Go through the following data and transcribe exactly the stretch of lines from the one holding "tag the wooden" to the one holding "tag the small potted", both included.

##### Exercise data

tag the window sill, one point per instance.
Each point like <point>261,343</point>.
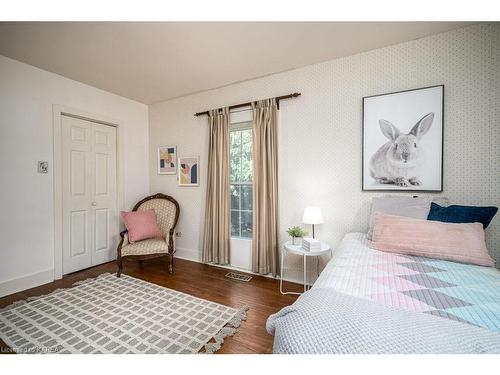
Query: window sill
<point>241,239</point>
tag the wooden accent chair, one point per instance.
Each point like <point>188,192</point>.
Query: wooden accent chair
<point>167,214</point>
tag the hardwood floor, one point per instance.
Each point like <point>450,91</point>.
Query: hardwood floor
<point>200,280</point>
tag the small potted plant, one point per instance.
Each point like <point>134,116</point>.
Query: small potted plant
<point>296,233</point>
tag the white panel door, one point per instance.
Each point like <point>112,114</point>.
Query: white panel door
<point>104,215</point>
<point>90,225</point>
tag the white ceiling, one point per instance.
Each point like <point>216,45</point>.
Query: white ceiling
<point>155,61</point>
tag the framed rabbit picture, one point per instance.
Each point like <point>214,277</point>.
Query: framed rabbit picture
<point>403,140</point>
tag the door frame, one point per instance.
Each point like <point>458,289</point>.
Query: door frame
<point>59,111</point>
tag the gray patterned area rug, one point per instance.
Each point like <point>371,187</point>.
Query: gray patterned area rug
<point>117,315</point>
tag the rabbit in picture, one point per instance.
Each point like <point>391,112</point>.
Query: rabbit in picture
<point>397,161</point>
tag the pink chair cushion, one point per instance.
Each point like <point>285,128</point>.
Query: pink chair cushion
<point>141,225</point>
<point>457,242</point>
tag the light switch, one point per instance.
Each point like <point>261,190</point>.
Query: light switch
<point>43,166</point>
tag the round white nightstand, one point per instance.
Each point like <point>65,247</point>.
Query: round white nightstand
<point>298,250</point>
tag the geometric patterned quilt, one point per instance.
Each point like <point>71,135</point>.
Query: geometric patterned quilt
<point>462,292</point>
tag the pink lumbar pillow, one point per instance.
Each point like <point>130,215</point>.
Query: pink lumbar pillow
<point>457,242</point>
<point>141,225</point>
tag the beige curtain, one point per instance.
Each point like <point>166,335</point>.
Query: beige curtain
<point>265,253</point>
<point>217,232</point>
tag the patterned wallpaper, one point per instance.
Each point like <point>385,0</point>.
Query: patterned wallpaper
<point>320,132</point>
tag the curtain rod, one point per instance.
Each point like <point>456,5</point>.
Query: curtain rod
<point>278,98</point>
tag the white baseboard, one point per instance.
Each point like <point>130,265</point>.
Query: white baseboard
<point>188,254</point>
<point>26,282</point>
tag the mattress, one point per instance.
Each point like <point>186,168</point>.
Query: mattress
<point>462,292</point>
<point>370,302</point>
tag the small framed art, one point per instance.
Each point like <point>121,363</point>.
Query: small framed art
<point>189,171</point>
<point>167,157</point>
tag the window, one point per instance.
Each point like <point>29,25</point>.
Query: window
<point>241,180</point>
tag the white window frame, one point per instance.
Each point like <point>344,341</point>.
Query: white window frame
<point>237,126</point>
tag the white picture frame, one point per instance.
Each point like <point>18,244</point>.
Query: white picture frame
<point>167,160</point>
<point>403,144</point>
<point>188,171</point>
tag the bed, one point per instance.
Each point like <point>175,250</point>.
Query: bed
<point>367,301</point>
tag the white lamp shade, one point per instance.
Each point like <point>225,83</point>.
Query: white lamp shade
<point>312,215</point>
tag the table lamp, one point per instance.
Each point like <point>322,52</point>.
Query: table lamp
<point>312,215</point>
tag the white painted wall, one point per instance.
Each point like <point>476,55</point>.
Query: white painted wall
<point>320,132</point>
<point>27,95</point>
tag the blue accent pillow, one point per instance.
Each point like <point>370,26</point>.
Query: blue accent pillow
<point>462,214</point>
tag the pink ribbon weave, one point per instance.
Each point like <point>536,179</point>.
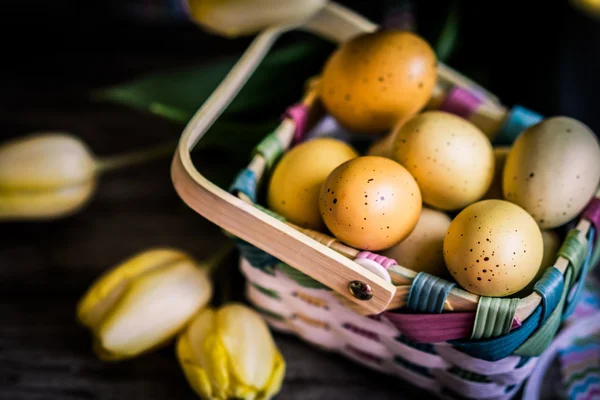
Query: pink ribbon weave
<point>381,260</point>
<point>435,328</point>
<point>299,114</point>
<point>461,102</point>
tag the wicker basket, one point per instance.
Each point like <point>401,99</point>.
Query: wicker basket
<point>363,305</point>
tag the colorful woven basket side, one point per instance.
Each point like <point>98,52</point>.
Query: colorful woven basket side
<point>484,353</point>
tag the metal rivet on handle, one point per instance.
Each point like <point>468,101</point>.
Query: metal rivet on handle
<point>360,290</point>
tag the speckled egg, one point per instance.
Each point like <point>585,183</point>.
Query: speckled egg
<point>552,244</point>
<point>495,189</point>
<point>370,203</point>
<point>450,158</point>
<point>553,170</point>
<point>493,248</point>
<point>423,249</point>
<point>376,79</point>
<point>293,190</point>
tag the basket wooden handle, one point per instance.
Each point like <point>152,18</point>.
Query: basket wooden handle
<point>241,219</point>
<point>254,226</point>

##########
##### Exercise data

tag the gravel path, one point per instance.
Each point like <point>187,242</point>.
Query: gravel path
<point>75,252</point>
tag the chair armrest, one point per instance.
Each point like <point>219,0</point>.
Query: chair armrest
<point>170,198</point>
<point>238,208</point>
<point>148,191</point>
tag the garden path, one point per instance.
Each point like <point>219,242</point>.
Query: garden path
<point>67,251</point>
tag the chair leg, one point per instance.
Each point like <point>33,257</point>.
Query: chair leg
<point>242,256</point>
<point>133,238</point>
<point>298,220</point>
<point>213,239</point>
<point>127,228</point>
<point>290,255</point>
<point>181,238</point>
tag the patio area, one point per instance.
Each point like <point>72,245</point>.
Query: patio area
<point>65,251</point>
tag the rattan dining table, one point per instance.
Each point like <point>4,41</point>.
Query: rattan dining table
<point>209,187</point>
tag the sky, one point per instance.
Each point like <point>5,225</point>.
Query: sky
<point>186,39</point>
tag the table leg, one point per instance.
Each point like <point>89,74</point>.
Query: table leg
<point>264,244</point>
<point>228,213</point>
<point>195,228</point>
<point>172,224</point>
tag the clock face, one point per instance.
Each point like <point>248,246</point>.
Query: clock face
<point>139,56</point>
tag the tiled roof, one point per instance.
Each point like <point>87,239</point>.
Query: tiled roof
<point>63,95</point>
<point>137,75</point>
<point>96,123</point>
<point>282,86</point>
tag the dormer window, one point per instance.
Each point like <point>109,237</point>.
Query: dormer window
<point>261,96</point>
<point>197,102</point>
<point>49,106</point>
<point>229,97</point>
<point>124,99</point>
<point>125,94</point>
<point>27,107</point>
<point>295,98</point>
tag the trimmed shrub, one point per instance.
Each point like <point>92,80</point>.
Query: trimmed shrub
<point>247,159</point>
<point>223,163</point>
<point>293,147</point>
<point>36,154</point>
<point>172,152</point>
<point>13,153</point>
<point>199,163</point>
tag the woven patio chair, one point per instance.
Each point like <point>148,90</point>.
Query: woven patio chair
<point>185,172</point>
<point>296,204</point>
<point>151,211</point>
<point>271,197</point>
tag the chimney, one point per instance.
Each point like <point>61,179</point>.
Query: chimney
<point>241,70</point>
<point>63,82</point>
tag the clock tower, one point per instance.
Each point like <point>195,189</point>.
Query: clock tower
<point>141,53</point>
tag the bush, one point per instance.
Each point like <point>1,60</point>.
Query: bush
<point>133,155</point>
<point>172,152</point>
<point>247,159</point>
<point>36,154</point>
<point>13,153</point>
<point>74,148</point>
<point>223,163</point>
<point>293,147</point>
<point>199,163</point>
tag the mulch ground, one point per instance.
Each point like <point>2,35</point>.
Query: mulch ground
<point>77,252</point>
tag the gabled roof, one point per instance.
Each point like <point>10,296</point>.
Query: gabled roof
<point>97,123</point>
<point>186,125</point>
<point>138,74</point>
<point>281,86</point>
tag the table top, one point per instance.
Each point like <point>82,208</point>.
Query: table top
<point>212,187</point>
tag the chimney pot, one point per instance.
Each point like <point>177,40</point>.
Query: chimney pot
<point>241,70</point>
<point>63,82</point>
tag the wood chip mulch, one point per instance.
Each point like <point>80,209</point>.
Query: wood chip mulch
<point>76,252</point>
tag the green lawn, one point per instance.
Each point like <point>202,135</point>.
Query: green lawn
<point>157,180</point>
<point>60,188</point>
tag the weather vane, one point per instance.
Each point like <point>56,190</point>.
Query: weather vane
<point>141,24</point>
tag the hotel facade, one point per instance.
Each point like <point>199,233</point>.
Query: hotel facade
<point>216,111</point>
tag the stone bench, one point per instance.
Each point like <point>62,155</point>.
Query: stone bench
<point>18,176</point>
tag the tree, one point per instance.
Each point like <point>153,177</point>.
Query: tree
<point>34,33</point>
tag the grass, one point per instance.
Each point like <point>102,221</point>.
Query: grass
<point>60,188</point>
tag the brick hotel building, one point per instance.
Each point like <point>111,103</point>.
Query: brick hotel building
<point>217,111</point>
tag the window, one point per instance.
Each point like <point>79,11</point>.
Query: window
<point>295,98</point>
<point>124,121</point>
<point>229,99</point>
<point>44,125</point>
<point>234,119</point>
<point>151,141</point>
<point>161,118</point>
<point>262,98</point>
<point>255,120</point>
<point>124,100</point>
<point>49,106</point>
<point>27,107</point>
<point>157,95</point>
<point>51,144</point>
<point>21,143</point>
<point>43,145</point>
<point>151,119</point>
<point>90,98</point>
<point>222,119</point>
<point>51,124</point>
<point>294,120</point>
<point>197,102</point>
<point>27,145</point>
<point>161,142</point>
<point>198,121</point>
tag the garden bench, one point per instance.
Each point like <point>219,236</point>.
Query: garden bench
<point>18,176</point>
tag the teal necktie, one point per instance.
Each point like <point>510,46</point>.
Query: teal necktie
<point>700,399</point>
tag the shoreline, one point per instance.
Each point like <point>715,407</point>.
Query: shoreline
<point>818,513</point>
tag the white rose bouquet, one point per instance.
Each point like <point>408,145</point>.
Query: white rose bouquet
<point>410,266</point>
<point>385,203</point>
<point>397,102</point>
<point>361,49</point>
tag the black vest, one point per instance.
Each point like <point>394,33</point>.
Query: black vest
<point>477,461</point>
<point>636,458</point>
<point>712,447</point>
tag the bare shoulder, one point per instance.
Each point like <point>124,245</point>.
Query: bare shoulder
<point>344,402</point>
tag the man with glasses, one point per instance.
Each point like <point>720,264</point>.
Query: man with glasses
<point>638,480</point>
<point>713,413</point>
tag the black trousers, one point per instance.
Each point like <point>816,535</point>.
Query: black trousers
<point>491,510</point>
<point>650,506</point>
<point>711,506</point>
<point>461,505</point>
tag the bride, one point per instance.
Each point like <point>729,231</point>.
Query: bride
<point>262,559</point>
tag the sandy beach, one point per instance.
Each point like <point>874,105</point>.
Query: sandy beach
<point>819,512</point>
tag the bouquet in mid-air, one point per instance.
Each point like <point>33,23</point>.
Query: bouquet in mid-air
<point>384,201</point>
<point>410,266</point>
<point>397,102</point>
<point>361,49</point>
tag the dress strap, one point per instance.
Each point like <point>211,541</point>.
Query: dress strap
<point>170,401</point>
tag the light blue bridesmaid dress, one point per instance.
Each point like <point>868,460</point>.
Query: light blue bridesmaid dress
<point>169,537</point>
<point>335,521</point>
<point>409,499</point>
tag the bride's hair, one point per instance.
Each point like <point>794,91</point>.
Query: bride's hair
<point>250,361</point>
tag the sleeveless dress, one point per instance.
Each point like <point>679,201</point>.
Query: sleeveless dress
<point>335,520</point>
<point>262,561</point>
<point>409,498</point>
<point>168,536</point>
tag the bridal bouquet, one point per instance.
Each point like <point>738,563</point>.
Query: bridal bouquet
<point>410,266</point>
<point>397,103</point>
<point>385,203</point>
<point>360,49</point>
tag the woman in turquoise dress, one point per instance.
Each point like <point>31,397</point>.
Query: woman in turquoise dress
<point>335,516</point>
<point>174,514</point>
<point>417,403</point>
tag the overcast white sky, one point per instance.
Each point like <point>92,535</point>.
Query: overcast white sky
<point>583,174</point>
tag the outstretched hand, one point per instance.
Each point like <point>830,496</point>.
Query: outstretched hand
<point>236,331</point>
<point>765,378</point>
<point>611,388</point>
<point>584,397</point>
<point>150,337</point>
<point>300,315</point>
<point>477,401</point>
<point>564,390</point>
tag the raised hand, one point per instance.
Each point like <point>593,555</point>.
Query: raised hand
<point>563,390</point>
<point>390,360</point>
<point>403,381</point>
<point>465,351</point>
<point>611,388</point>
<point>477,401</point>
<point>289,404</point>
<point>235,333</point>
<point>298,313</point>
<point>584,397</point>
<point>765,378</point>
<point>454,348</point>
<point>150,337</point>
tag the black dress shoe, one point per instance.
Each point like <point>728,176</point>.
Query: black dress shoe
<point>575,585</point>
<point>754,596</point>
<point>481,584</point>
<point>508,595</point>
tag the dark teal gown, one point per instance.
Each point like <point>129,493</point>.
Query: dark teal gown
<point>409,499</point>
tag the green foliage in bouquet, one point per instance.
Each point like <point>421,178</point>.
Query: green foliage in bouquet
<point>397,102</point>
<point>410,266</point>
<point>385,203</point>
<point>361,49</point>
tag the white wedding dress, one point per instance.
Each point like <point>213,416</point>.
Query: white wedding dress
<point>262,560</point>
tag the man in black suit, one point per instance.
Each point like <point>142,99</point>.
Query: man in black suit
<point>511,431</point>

##########

### Answer for this exercise
tag the wooden accent chair, one point per instance.
Each point like <point>188,192</point>.
Query: wooden accent chair
<point>167,214</point>
tag the hardwood floor, one point per instance.
Each point like <point>450,91</point>.
Query: hardwood floor
<point>200,280</point>
tag the small potted plant, one point per instance.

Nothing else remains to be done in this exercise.